ZADANIA:
A – Przepisz fragment wątku o sposobach na chorobę, który zaczyna się od słów zawierających "Pokaż pełną wersje", a kończy na "lozka i ubieram...". Słowo "wakacji" zamień przy tym na "ferii".
B – Napisz dalszy ciąg wątku o sposobach na chorobę od miejsca, w którym się urywa.

TEKST STRONY:
· · · ·
PDA

Pokaż pełną wersje : Sposob na chorobe ?


Wexerh
13-04-2005, 22:26
nie mieliscie tak ze nie chcialo wam sie isc do szkoly ? , jakie macie sposoby na horobe ? :)

joey
13-04-2005, 22:31
jak chcesz moge ci załatwić 2 miechy wakacji :D gazrurką w dynie piznąć o murek, złamać noge, ręke, i 2 miechy wakacji :D naprawde warto... a tak pozatym 1. bierzesz kawałek ziemniaka liżesz 15x i zjadasz na surowo, na następny dzień nie wstajesz z wyra rano i wyglądasz na chorego :o

Matheous
13-04-2005, 22:42
Gdy mi sie nie chce isc do szkoly, to sobie mysle ze do szkoly z tak trywialnych powodow nie chodza takie geniusze jak zalozyciel tematu-wtedy od razu zrywam sie z lozka i ubieram...
Nigdy nie staram sie wymigac od szkoly-jestem zdrowy, ide, jestem chory-nie ide. Inna sprawa ze czesto jestem AUTENTYCZNIE chory(serio, bez udawania) gdy mi sie solidnie nie chce isc do szkoly:P raz nie chcialo mi sie jechac na wycieczke i w przeddzien sie rozchorowalem;) To sie nazywa pelna kontrola organizmu!!!;D

Emil1
13-04-2005, 22:44
Po prostu mówisz, że się źle czujesz i tyle. A tak po za tym to po co Ci to? Żeby mieć zaległości? Nie pójdziesz raz do szkoły, a potem się okaże, że nie znasz twierdzenia Pitagorasa.

EDIT:
Jak byłem młodszy to mi się nie chciało chodzić ale teraz każda opuszczona godzina (no prawie..) to Z-A-L-E-G-Ł-O-Ś-C-I. Przypuścmy, że nie pójde do szkoły i będe grał na komputerze albo się gapił w TV dodatkowe 6 godzin, tylko po to, by kuć następne 1,5 godz tego na czym mnie nie było (no chyba, że powtórka działu który umiem).

Grzyb
13-04-2005, 22:51
trzeba miec ostro nadymione pod kopula zeby chorobe na sile wywolywac.
jak ci sie nie chce isc do szkoly to nie idz, a jak cie rodzice wyganiaja to zawsze ten czas mozesz gdzie indziej spedzic, wywolywanie choroby to najglupsze co mozesz zrobic

Dr.Unknown
13-04-2005, 22:59
Jeśli ja nie mam ochoty iść gdziekolwiek (w tym do szkoły), to poprostu nie idę, proste? Po co wymyslać jakieś banialuki i "horoby"??
· · · ·
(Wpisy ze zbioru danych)
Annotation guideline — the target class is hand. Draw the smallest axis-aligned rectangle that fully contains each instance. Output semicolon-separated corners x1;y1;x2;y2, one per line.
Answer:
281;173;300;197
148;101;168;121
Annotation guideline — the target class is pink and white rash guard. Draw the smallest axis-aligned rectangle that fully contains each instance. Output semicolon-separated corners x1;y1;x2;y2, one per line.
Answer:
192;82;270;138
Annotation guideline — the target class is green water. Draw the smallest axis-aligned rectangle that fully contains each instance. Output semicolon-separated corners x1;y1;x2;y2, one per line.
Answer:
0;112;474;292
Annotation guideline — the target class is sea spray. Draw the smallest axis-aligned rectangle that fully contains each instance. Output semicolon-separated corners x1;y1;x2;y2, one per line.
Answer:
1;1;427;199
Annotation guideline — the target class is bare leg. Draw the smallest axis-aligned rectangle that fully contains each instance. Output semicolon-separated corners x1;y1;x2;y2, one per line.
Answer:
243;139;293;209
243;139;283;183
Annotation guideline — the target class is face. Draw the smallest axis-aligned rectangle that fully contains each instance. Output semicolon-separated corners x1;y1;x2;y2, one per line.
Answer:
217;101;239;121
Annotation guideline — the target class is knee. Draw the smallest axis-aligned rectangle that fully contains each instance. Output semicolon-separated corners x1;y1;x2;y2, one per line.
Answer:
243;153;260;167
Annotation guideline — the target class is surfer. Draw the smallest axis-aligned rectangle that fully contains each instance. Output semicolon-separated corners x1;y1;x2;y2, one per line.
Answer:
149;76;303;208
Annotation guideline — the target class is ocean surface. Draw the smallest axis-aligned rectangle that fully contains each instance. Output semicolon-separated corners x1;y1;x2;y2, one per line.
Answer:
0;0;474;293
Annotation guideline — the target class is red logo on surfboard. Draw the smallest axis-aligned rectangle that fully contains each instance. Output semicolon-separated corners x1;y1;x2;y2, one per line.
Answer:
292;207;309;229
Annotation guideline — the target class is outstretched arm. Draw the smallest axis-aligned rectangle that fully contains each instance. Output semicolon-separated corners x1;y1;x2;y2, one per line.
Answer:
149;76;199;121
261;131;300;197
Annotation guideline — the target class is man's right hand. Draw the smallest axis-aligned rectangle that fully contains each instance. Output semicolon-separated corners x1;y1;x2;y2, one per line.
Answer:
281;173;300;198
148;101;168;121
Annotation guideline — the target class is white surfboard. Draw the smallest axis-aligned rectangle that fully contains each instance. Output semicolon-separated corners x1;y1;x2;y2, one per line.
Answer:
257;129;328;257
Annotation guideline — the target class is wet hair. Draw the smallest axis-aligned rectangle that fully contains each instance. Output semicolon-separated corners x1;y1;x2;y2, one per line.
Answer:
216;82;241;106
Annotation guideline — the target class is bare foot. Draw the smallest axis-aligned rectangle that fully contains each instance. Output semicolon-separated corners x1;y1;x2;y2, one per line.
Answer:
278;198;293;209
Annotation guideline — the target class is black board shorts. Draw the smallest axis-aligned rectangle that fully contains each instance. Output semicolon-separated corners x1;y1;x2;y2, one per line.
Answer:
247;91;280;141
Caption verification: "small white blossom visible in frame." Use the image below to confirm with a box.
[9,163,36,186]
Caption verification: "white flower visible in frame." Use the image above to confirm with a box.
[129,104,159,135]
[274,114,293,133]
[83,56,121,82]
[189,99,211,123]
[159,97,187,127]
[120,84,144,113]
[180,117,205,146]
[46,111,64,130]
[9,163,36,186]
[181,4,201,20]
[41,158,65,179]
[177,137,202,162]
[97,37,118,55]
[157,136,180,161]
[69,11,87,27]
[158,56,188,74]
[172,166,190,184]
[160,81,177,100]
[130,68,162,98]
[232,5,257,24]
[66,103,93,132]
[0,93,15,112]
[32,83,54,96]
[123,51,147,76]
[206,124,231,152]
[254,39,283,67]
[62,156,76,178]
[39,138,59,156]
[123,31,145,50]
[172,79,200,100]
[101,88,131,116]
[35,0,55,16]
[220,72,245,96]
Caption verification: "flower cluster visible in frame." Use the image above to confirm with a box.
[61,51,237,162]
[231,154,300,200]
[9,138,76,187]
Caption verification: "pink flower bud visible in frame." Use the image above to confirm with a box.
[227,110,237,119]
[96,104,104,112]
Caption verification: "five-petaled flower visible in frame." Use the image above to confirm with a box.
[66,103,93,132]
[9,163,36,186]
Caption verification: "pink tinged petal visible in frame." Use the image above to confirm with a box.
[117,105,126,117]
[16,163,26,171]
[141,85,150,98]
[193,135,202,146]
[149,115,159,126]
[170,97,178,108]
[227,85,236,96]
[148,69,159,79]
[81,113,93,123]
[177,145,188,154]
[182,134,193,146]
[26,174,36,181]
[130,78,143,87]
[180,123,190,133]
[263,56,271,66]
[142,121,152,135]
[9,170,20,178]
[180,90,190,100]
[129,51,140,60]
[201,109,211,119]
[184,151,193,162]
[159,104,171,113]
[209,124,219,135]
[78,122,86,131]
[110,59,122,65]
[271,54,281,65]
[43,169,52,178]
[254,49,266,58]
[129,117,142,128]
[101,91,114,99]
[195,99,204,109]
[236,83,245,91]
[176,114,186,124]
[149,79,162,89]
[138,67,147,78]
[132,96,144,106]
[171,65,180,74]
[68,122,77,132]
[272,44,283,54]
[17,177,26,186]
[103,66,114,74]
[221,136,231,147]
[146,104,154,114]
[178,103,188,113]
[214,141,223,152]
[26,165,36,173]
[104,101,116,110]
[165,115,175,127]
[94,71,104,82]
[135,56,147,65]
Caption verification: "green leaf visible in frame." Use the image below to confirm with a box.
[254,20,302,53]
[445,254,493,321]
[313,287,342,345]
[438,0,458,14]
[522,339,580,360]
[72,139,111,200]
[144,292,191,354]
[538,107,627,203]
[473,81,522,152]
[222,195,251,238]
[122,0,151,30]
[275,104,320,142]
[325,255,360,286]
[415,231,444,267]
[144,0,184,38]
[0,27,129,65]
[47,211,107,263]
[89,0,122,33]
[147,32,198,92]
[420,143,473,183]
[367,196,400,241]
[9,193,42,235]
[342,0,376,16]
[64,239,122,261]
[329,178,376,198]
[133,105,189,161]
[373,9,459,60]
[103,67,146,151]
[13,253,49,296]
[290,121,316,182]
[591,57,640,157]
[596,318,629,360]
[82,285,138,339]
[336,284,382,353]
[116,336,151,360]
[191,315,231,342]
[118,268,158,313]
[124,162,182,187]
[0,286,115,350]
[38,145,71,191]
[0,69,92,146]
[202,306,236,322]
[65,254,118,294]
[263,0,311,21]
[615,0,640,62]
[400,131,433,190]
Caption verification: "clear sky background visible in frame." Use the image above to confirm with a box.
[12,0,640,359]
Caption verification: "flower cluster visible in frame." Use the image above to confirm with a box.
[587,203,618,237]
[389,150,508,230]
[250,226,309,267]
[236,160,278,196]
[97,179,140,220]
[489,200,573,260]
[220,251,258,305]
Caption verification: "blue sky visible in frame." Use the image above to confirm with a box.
· · · ·
ODPOWIEDZI:
A –
Pokaż pełną wersje : Sposob na chorobe ?


Wexerh
13-04-2005, 22:26
nie mieliscie tak ze nie chcialo wam sie isc do szkoly ? , jakie macie sposoby na horobe ? :)

joey
13-04-2005, 22:31
jak chcesz moge ci załatwić 2 miechy ferii :D gazrurką w dynie piznąć o murek, złamać noge, ręke, i 2 miechy ferii :D naprawde warto... a tak pozatym 1. bierzesz kawałek ziemniaka liżesz 15x i zjadasz na surowo, na następny dzień nie wstajesz z wyra rano i wyglądasz na chorego :o

Matheous
13-04-2005, 22:42
Gdy mi sie nie chce isc do szkoly, to sobie mysle ze do szkoly z tak trywialnych powodow nie chodza takie geniusze jak zalozyciel tematu-wtedy od razu zrywam sie z lozka i ubieram...

B –
Wexerh
13-04-2005, 23:00
ja nie mowie ze niechce isc poprostu chce abyscie wyrazili wasze reflekcja spoglady

Bucik
13-04-2005, 23:29
niewiem jak można zachowować ale ja mam swój sposób na oszukanie rodziców... biore termometr i tym cienszym czubkiem co powinien iść pod pache. To ja nim stukam o ręke i powoli temperatura rośnie i rośnie... u mnie to już nie działa bo matka zobaczyła że przy 38 stopniach siedze i gram na kompie :D

Raynold
13-04-2005, 23:37
Ja się kiedyś bawiłem termometrem, zbliżałem go nad parę gotującej się wody, jednak raz trochę przesadziłem i zbliżyłem za bardzo... Rozlana rtęć bardzo fajnie wygląda ;>

Ale ja (niestety) byłem zbyt porządny, żeby na siłę szukać usprawiedliwień od szkoły. W ogóle to moja dziewczyna chodziła do tej samej szkoły to czemu miałbym specjalnie się wymigiwać? ;)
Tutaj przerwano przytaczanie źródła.